In your answer, print every record exactly as it is written.

:: Extracted data ::

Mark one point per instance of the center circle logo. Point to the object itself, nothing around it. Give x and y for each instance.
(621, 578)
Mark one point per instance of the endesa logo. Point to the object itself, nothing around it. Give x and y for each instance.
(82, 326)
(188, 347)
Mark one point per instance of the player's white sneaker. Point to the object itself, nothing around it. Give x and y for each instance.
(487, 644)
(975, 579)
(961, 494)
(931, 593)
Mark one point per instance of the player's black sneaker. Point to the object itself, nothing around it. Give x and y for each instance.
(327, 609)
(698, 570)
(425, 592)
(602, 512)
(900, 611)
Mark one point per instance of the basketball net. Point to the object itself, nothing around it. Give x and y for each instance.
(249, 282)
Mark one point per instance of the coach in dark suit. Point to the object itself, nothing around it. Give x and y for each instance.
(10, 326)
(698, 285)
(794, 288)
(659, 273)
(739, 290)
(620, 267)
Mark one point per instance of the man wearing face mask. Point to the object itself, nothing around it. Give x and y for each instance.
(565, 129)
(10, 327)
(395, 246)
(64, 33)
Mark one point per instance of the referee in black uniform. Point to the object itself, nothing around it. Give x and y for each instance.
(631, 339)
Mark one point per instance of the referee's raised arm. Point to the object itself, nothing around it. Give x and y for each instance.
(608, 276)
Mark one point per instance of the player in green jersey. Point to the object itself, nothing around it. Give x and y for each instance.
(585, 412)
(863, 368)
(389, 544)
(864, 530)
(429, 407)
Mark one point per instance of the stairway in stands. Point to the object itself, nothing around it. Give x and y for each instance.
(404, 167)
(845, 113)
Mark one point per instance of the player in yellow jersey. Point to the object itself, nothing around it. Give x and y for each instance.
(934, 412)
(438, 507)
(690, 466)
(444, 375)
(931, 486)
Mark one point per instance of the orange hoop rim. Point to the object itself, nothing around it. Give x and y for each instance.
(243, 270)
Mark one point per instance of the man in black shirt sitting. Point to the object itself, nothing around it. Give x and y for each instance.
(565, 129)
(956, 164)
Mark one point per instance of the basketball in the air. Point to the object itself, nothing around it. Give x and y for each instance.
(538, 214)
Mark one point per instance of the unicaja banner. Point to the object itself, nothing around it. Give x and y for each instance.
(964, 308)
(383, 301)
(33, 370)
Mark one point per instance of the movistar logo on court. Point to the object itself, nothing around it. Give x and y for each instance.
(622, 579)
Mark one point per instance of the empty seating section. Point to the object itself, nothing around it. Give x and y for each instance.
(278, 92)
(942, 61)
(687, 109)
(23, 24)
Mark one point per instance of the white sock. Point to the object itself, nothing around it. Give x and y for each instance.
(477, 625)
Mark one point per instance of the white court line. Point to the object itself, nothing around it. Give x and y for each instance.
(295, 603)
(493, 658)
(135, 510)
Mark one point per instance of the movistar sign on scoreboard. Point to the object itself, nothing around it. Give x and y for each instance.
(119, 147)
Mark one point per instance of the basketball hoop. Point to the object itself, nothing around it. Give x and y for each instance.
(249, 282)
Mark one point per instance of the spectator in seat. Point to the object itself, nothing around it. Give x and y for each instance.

:::

Problem solution >>
Mark one point per instance of the center circle logo. Point to the object itself, nothing around it. Give x and y for each instance.
(621, 578)
Mark one point per instance of the endesa logo. Point to the object itself, nothing around it. Give x and y for each instance.
(82, 326)
(188, 347)
Mark one point per instance of the player's white sneaker. Point to the object itself, nothing around it. Give x and y for each instance.
(487, 644)
(975, 579)
(961, 494)
(931, 593)
Mark one point per instance of the player's black sneaker. Point to the object itself, nothing around it. Give x and y for each instance.
(327, 609)
(698, 570)
(425, 592)
(602, 512)
(900, 611)
Mark one point per instance of the basketball net. Point to the object itself, nothing around it. Give x and y for each instance.
(249, 282)
Mark one point per instance of the coach in dark suit. Point to the object itself, nothing around it. Give x and y for each instance.
(10, 326)
(698, 285)
(794, 288)
(659, 273)
(739, 290)
(620, 267)
Mark one point per instance of the man wearing face mask. Point to the object itself, nothing around it. Give x and y for each instance.
(565, 129)
(10, 327)
(395, 246)
(64, 33)
Mark one point per instance of the referee in black uniform. Point to the object itself, nothing around it. Give x and y for each instance.
(631, 339)
Mark one point per instance of the referee's raised arm. Point to the object itself, nothing around it. Give x and y for each instance.
(608, 276)
Mark one point per instance of the player in green jersey. Point to the object itself, nothing around it. Give x and y for each instance.
(585, 412)
(863, 368)
(389, 544)
(864, 530)
(429, 407)
Mark one point per instance of the stairway in stands. Point to the object itself, nothing around it. Give x and y for each instance.
(404, 167)
(845, 113)
Mark one point per instance of the player in yellow jersey. Point to the object itself, nothing around it. Give x and y for each instance.
(934, 412)
(438, 507)
(690, 466)
(444, 375)
(931, 486)
Mark one point per instance of the orange hoop rim. Point to the object itself, nothing around it. Give x and y for each instance.
(243, 270)
Mark one point per instance of the man in black shirt sitting. Point to the object itself, nothing around it. Give x and y for each instance.
(565, 129)
(956, 164)
Mark one point per instance of the basketball in the air. Point to the object itself, nothing around it. Give x and y for each instance.
(538, 214)
Mark one point per instance of the unicaja banner. Point to the object itself, nothing around it. Give x and y for each instance.
(964, 308)
(383, 301)
(33, 370)
Mark one point per instance of the movistar logo on court. Point to the object itself, nothing around it. Give x and y for each instance.
(622, 579)
Mark one point per instance of the empty seating section. Point to the object itself, nothing around it. Give x and y for each instance.
(278, 92)
(942, 61)
(687, 109)
(23, 24)
Mark one point per instance of the white sock. Point to the object itself, nothing around it. Give x and y for each instance.
(477, 625)
Mark one point per instance of the white court line. Point to the object itself, nothing around it. Give x and y for each instance.
(295, 603)
(493, 658)
(135, 510)
Mark one point per instance of the movistar sign on scoreboard. Point to the object itself, nothing around it. Give x and y for each instance.
(119, 147)
Mark one point per instance of the basketball hoop. Point to the object itself, nothing around it. Give x and y for each instance.
(249, 282)
Mark one point per instance of the spectator in seat. Point to the object itself, nothing around it. Give x and y for each instance.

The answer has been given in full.